Set task
Identify every line in the records below that contains the word "building" and copy each of those lines.

-- Begin --

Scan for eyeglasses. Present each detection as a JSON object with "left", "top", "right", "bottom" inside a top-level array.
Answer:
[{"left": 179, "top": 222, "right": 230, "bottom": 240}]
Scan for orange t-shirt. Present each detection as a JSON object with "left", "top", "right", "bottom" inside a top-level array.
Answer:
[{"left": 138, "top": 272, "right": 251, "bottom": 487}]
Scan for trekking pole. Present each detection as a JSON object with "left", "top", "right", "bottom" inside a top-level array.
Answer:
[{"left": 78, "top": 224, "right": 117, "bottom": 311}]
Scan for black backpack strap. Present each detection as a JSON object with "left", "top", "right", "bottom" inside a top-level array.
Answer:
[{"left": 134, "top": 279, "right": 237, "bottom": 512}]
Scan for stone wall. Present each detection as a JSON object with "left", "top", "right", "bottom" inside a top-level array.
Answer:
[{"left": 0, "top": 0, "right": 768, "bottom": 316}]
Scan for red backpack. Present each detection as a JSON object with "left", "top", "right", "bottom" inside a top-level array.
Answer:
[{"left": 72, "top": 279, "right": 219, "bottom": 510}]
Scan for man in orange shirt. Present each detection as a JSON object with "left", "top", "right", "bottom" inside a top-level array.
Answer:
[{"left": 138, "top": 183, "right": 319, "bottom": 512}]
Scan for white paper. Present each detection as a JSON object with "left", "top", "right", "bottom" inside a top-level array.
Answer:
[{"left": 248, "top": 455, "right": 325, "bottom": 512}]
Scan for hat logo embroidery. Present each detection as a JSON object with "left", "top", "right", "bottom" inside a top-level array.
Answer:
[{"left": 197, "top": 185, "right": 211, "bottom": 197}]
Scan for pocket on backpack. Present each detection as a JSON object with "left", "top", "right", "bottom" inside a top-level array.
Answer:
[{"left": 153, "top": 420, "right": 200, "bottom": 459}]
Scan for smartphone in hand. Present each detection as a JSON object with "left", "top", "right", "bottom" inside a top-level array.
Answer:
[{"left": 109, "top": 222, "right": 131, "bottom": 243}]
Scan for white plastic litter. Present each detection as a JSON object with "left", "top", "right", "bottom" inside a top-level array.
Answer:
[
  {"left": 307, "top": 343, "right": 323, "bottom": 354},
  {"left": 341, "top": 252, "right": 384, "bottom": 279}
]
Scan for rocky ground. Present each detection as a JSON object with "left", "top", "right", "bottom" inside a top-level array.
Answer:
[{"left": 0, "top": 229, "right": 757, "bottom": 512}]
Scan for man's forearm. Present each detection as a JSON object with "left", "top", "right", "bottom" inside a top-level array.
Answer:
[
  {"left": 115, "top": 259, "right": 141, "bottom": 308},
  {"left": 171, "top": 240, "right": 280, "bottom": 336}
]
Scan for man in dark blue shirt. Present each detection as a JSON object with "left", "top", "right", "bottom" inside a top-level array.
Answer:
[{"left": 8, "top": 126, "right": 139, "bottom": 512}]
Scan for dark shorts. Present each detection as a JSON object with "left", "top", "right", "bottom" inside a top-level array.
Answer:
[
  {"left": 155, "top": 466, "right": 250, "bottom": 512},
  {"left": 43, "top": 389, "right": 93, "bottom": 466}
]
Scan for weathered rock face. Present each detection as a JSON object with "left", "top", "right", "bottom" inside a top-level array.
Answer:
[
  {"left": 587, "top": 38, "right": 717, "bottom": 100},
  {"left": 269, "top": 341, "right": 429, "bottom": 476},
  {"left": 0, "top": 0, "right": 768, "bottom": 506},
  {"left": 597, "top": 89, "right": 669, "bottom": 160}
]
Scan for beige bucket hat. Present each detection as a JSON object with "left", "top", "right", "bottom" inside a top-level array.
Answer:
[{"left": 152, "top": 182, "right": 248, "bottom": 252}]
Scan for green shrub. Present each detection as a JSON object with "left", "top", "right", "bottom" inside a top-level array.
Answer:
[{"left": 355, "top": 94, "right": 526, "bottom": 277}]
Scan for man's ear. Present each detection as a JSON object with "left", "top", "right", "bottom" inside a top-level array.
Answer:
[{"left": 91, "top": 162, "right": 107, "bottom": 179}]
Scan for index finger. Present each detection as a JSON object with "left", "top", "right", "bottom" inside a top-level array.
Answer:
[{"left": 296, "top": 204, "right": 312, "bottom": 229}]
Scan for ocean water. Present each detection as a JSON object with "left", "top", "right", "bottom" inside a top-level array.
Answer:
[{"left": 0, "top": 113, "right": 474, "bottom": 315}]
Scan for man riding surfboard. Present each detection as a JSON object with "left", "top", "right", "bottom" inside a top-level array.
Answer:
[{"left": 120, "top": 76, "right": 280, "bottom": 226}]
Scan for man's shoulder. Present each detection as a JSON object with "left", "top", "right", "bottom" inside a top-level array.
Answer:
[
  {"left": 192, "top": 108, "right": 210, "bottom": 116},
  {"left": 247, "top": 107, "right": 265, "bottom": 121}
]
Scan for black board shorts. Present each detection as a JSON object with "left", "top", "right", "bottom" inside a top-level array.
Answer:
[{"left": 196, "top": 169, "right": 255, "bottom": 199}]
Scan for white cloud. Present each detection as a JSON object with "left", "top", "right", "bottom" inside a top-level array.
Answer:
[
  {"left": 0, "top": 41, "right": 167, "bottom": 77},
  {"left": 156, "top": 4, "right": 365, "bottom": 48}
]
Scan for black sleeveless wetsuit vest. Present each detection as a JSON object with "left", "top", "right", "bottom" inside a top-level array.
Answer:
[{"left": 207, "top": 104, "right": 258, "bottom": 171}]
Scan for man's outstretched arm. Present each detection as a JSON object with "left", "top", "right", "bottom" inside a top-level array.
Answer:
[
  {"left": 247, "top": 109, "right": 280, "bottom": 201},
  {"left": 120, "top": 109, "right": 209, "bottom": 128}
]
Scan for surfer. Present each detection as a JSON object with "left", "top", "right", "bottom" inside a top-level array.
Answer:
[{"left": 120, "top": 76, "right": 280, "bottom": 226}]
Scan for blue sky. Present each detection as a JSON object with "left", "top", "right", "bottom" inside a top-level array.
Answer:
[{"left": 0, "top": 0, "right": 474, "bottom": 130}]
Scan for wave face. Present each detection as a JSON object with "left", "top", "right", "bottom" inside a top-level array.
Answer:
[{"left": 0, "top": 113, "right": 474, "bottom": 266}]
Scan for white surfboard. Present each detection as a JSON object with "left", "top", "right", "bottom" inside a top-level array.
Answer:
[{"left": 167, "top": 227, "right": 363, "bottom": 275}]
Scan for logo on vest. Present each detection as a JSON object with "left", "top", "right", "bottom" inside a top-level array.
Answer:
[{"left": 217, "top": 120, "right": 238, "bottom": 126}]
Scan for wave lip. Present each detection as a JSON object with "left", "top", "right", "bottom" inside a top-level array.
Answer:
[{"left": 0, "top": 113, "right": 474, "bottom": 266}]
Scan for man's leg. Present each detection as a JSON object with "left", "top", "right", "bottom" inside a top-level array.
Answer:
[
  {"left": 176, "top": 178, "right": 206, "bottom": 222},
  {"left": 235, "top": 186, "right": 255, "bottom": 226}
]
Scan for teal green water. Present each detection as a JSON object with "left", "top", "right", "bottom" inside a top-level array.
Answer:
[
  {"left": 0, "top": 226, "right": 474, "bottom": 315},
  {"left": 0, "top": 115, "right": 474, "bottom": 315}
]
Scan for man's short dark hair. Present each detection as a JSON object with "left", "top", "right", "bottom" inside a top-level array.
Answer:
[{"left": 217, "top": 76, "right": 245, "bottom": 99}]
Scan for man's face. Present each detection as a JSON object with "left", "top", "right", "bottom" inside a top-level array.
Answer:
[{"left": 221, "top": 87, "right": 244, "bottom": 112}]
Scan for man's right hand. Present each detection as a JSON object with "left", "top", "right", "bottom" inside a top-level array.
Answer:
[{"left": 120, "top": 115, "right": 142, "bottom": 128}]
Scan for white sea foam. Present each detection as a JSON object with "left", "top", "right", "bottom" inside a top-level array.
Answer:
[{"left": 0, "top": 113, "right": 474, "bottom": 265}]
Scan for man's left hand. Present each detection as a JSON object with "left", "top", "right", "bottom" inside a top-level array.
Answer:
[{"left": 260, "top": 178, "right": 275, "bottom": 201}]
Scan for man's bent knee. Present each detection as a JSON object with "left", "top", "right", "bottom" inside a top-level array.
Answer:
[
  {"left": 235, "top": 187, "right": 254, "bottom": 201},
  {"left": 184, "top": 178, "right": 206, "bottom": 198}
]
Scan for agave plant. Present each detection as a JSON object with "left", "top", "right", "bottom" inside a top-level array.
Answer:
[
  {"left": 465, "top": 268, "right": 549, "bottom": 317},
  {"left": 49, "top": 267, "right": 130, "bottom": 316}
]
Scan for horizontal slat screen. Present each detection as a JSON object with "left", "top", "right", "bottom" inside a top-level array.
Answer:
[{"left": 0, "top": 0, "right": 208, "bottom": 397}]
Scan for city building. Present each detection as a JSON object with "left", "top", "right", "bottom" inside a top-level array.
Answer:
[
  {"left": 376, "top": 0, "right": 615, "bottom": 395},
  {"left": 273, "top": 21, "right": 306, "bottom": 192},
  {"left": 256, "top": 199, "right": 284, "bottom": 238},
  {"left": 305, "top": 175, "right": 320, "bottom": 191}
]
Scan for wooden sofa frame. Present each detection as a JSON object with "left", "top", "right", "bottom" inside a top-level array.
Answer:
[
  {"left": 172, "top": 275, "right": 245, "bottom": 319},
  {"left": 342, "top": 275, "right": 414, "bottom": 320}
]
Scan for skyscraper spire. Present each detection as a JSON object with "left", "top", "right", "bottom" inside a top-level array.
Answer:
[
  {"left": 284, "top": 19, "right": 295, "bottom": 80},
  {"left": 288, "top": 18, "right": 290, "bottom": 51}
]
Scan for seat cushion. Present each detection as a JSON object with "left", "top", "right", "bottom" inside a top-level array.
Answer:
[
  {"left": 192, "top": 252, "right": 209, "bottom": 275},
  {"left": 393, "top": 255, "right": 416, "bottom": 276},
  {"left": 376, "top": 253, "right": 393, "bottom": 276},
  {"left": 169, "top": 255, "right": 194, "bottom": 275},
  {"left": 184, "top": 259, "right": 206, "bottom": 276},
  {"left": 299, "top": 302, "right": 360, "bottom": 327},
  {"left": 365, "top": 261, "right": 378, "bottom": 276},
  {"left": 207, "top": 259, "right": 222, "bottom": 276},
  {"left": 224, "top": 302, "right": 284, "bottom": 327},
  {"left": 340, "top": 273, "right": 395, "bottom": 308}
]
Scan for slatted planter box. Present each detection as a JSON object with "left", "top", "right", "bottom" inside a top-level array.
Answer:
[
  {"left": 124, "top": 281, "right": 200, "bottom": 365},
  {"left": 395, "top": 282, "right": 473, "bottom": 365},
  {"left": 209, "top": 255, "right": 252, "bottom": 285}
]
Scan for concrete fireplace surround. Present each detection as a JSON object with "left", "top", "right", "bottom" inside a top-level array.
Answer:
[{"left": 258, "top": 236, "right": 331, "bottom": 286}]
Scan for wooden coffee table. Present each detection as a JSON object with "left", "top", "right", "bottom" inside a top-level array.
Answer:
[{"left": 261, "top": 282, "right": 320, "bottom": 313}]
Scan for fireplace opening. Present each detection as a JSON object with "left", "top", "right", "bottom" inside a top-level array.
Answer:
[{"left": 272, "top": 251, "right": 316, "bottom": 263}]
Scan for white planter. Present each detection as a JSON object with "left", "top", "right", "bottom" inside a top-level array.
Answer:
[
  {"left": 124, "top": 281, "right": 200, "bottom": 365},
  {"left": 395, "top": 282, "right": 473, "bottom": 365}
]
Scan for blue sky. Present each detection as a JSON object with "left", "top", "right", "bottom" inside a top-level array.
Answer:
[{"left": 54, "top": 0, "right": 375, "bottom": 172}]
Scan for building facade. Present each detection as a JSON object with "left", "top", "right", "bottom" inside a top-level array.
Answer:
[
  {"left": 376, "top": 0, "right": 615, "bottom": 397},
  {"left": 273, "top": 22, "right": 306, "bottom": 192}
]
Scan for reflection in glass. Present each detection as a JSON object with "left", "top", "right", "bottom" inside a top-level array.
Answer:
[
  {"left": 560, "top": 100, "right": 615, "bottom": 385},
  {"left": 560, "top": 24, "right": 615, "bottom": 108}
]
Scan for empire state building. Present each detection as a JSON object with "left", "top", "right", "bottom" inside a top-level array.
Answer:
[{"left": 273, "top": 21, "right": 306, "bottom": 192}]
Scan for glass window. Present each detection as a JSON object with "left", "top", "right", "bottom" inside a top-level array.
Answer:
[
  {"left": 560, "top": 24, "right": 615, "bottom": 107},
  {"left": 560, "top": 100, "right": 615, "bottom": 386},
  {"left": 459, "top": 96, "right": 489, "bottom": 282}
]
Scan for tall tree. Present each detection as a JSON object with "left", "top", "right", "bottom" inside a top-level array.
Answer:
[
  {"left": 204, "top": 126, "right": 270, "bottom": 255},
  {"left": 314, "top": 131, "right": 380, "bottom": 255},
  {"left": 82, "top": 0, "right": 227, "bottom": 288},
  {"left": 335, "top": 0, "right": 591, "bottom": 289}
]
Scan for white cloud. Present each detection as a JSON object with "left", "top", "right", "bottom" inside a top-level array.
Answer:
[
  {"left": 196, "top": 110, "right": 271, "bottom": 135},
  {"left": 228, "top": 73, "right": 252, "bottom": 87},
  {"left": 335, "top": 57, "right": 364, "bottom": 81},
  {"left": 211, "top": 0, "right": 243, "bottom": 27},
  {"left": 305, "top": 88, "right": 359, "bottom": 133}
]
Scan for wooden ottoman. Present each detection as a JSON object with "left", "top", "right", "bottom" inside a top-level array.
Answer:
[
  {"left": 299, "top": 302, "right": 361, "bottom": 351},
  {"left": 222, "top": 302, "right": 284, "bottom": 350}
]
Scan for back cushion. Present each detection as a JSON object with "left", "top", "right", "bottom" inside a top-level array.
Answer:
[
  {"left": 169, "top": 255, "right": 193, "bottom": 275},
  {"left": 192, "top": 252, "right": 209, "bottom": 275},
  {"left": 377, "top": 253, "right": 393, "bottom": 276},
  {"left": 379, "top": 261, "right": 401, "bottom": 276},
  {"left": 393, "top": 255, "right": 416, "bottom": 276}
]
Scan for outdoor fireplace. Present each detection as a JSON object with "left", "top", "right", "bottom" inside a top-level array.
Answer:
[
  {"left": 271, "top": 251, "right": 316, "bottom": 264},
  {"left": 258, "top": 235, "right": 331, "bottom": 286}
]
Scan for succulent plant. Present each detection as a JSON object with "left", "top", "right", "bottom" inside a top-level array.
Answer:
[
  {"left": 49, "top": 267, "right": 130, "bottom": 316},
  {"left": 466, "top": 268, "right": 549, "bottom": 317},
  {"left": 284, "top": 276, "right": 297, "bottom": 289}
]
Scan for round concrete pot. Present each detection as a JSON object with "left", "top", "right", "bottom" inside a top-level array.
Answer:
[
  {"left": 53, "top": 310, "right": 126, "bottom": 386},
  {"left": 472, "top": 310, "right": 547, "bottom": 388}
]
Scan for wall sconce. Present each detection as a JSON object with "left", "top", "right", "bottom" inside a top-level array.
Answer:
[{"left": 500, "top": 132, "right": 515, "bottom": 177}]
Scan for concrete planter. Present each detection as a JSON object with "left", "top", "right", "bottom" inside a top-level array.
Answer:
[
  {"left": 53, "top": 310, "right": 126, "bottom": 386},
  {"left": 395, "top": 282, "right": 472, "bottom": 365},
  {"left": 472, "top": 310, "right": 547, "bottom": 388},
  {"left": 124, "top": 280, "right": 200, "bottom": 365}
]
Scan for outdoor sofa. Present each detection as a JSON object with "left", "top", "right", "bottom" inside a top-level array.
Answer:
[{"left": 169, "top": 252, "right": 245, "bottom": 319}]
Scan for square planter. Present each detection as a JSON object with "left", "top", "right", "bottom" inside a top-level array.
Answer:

-- End --

Output below
Scan for city building. Present each detection as a JSON object with "left", "top", "right", "bottom" inside a top-level array.
Scan for building facade. Present each detection as a JSON object with "left", "top", "right", "bottom" inside a top-level array.
Scan for empire state building. Present each detection as a JSON object with "left", "top", "right", "bottom" inside a top-level array.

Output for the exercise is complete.